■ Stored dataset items
★ ★ ★
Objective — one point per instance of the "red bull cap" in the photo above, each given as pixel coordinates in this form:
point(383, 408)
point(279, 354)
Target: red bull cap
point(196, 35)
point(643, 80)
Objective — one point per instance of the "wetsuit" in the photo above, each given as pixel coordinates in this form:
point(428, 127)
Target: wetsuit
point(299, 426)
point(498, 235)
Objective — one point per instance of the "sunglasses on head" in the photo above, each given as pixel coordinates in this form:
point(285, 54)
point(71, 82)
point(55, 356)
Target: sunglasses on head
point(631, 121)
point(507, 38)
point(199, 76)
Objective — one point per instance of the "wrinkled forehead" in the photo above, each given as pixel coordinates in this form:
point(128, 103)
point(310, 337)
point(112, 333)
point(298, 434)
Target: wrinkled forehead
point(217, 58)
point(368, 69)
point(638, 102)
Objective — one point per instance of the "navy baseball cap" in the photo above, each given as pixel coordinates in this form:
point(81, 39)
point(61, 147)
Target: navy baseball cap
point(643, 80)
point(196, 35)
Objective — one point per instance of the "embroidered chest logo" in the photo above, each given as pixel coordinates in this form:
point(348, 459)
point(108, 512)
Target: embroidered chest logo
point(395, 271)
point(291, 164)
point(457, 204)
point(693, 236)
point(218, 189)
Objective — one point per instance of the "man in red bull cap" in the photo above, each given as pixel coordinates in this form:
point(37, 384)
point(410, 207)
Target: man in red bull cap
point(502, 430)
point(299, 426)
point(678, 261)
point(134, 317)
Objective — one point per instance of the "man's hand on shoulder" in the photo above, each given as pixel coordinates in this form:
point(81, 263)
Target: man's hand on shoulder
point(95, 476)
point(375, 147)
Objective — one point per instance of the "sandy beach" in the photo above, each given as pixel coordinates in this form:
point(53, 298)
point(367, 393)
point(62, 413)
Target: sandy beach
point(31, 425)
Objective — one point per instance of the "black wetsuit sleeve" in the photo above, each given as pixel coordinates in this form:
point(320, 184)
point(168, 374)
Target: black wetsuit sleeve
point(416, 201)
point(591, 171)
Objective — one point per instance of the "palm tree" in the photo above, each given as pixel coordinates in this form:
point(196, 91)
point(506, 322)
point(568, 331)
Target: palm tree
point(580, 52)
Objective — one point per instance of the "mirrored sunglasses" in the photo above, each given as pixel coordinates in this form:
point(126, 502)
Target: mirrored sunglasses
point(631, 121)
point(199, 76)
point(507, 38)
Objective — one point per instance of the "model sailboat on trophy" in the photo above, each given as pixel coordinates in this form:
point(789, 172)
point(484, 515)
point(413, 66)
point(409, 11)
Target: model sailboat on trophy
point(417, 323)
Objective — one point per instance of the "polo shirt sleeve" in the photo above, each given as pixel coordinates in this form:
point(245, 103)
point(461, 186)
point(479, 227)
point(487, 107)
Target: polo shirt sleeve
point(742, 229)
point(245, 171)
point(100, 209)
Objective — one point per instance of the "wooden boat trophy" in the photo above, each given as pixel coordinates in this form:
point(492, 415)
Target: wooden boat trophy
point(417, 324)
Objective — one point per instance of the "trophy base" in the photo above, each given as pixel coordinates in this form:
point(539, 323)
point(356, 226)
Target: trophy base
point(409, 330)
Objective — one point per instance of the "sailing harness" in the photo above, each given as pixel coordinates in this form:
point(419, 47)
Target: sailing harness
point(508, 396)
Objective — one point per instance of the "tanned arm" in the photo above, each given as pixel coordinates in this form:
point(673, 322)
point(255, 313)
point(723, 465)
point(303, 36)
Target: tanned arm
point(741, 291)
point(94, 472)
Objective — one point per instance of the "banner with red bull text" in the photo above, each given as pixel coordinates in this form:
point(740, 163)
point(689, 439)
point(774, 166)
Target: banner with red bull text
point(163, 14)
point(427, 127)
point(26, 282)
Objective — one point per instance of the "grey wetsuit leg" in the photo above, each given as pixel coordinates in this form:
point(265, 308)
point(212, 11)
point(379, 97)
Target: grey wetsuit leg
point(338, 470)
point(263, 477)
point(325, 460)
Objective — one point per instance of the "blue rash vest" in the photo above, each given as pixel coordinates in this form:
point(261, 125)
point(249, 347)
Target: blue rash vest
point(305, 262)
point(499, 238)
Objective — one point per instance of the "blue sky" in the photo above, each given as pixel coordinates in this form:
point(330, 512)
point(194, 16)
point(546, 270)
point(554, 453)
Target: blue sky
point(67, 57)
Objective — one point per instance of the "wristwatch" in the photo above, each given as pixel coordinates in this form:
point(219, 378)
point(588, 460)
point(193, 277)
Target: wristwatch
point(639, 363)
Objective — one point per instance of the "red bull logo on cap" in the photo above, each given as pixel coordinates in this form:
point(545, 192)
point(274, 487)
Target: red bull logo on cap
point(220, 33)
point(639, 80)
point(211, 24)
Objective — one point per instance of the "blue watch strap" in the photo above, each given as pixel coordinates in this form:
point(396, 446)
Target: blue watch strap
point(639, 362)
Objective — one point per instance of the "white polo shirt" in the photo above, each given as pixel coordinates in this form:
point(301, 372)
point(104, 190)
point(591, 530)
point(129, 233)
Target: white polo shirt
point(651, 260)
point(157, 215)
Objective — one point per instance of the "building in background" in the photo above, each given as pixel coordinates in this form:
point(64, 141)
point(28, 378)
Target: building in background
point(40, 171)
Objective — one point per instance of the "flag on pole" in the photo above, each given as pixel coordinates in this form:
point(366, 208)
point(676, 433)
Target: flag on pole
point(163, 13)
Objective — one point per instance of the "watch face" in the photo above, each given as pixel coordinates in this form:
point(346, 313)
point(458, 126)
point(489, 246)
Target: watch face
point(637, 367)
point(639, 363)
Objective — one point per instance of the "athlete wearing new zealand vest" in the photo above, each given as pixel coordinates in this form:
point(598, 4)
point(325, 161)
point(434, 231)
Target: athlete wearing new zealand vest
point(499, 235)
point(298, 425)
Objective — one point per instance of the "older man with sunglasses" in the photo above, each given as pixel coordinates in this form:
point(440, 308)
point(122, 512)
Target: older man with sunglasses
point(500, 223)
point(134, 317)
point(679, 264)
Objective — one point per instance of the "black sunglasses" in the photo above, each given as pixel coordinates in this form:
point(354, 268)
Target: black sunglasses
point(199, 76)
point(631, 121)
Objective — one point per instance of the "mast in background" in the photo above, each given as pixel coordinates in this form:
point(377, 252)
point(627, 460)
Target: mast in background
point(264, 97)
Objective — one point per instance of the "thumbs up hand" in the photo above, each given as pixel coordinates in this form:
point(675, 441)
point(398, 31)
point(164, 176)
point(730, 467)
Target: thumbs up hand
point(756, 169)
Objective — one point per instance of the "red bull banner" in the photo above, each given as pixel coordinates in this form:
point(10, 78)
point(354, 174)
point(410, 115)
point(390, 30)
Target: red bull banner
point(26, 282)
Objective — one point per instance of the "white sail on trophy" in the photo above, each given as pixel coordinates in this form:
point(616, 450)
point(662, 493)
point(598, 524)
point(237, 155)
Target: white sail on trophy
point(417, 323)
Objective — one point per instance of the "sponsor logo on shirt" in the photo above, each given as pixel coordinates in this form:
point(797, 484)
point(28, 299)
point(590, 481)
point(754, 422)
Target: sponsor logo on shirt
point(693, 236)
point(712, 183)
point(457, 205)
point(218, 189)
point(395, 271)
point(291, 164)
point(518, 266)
★ ★ ★
■ WHAT THIS TASK INVOLVES
Using the listing above, retype each line exactly.

■ SOLUTION FOR THIS TASK
Objective — one point per instance of the "red bull cap" in the photo above, each given as pixel coordinates in this form:
point(383, 408)
point(279, 354)
Target: red bull cap
point(196, 35)
point(643, 80)
Objective — one point per instance of the "wetsuit" in the photo above, each given as pixel coordinates in this form:
point(428, 127)
Target: wetsuit
point(299, 426)
point(498, 235)
Objective — one point per instance of the "sunglasses on head" in the photo above, each given as pixel coordinates in this form:
point(285, 54)
point(71, 82)
point(55, 356)
Target: sunglasses on head
point(631, 121)
point(507, 38)
point(199, 76)
Objective — one point per instance of the "wrinkled forehead" in the photo above, each given as pixel coordinates in this form:
point(128, 103)
point(310, 337)
point(112, 333)
point(298, 434)
Target: wrinkled forehead
point(217, 58)
point(368, 69)
point(638, 102)
Objective — one point per instance of the "navy baseball cap" in the photo above, each given as pixel coordinates in this form:
point(81, 39)
point(61, 147)
Target: navy baseball cap
point(643, 80)
point(196, 35)
Objective — one point per instance of the "embroidered chest logo" in the photo above, each given as pixel coordinates in this form:
point(348, 459)
point(108, 512)
Target: embroidered chest logo
point(395, 271)
point(291, 164)
point(457, 204)
point(693, 236)
point(218, 189)
Objective — one point per instance of the "man in red bull cap" in the photo above, each given as pixel coordinates in this form:
point(37, 384)
point(410, 207)
Target: man in red bull cap
point(502, 430)
point(299, 426)
point(678, 261)
point(134, 317)
Objective — one point per instance of the "man's hand on shoulder" in the photo above, each given as pixel coordinates in this form:
point(81, 263)
Target: man's hand on shoulder
point(95, 476)
point(375, 147)
Objective — one point per instance of the "sandy beach" in the photo above, each given as pixel coordinates in this form:
point(53, 298)
point(367, 393)
point(62, 413)
Target: sandy beach
point(31, 425)
Objective — one point per instance of the "black wetsuit sleeve" in the photo above, each given as pixel coordinates in this form:
point(320, 184)
point(168, 374)
Target: black wetsuit sleeve
point(416, 201)
point(591, 171)
Objective — one point per instance of the "palm tree" in the photo above, each given as pixel coordinates in this form:
point(196, 91)
point(506, 322)
point(568, 331)
Target: palm tree
point(580, 52)
Objective — one point per instance of the "mirrored sunglasses" in the photo above, each given as pixel coordinates in this form:
point(126, 502)
Target: mirrored sunglasses
point(631, 121)
point(199, 76)
point(507, 38)
Objective — one point per instance of the "model sailboat on trophy" in the photo above, each given as pixel coordinates in this form:
point(789, 172)
point(484, 515)
point(413, 66)
point(409, 11)
Target: model sailboat on trophy
point(417, 323)
Objective — one point per instance of the "polo shirt sleeve" in the photo above, each given as pixel coordinates in this form:
point(245, 103)
point(461, 186)
point(479, 227)
point(487, 107)
Target: polo shirt sleeve
point(742, 229)
point(245, 171)
point(100, 209)
Objective — one point per instance of the "wooden boat trophy" in the photo above, each given as pixel coordinates in this form:
point(492, 415)
Target: wooden boat trophy
point(417, 324)
Objective — one point per instance of the "trophy base" in the photo above, each given as pixel coordinates in this form:
point(539, 323)
point(356, 226)
Target: trophy base
point(409, 330)
Objective — one point per instance of the "sailing harness" in the photo above, each given as pixel coordinates in this form:
point(419, 47)
Target: sailing harness
point(508, 396)
Objective — one point per instance of the "tanned arm" in the photo above, each given as pixel coordinates in this form:
point(673, 322)
point(255, 313)
point(723, 465)
point(303, 36)
Target: tanned arm
point(741, 291)
point(94, 472)
Objective — one point per instance of the "banner with red bull text" in the photo above, each given as pixel coordinates in this form:
point(740, 163)
point(689, 439)
point(774, 166)
Target: banner with red bull text
point(163, 14)
point(427, 127)
point(26, 282)
Objective — one point per instance of the "grey wetsuit leg" in the photo above, each given as pixel coordinates in this form:
point(265, 308)
point(212, 11)
point(379, 97)
Target: grey wetsuit leg
point(338, 470)
point(263, 477)
point(325, 460)
Objective — one point per instance of the "blue rash vest" in the photo above, each given as pixel coordinates in this form:
point(261, 125)
point(249, 347)
Target: blue rash vest
point(305, 262)
point(499, 238)
Objective — one point per instance of the "blue sky" in the photo above, each given as pixel coordinates in this form:
point(330, 512)
point(194, 16)
point(546, 270)
point(554, 453)
Target: blue sky
point(67, 57)
Objective — one point per instance of the "wristwatch" in the photo above, each given as pixel coordinates in this form:
point(219, 378)
point(588, 460)
point(193, 277)
Target: wristwatch
point(639, 363)
Objective — one point per instance of the "red bull logo on cap" in the photo above, each given as pixel coordinates in this form:
point(545, 192)
point(274, 487)
Target: red bull logo on cap
point(220, 33)
point(639, 80)
point(211, 24)
Objective — one point per instance of the "blue watch strap" in the photo above, each given as pixel coordinates in this form:
point(396, 446)
Target: blue watch strap
point(639, 362)
Objective — one point per instance of the "white polo shirt" in the photo above, each given as pixel coordinates in this form:
point(301, 372)
point(104, 190)
point(591, 530)
point(129, 233)
Target: white polo shirt
point(651, 260)
point(157, 215)
Objective — one point per instance of the "building in background" in the photo above, each given as pixel coordinates in this form:
point(64, 141)
point(28, 378)
Target: building in background
point(40, 171)
Objective — one point per instance of the "flag on pole" in the photo above, each given as pixel coordinates in this form:
point(366, 208)
point(676, 433)
Target: flag on pole
point(163, 13)
Objective — one point per instance of the "watch face" in the photo above, each given as pixel coordinates in this form:
point(346, 313)
point(458, 126)
point(489, 246)
Target: watch face
point(637, 367)
point(639, 363)
Objective — one point per instance of the "athlete wearing new zealand vest" in the photo above, each given as pixel coordinates in this form:
point(598, 4)
point(325, 161)
point(434, 231)
Target: athlete wearing new zealand vest
point(499, 235)
point(298, 425)
Objective — one point per instance of the "older man with sunglasses" in the photo above, each given as pixel coordinates in this form:
point(440, 308)
point(122, 512)
Target: older man with sunglasses
point(500, 223)
point(134, 317)
point(679, 264)
Objective — one point per instance of the "black sunglasses" in the photo above, each given as pixel coordinates in this form:
point(354, 268)
Target: black sunglasses
point(199, 76)
point(631, 121)
Objective — one point per instance of the "mast in background" in the photo above, each given as pixel coordinates in this form:
point(377, 252)
point(627, 460)
Target: mast in background
point(264, 97)
Objective — one point per instance of the "thumbs up hand" in the photo above, each given as pixel coordinates in this form:
point(675, 441)
point(398, 31)
point(164, 176)
point(730, 467)
Target: thumbs up hand
point(756, 169)
Objective — one point per instance of the "red bull banner" in the photo above, each given as pixel coordinates in this form:
point(10, 78)
point(354, 174)
point(410, 115)
point(390, 30)
Target: red bull banner
point(26, 282)
Objective — one point per instance of the "white sail on trophy" in the photo above, each given as pixel coordinates in this form:
point(616, 450)
point(662, 493)
point(598, 524)
point(237, 155)
Target: white sail on trophy
point(417, 323)
Objective — one point per instance of the "sponsor logo on shirt" in the photo above, each given as pixel coordinates in this form:
point(797, 484)
point(28, 299)
point(590, 481)
point(754, 422)
Target: sponsor logo on shirt
point(693, 236)
point(712, 183)
point(457, 205)
point(218, 189)
point(395, 271)
point(291, 164)
point(518, 266)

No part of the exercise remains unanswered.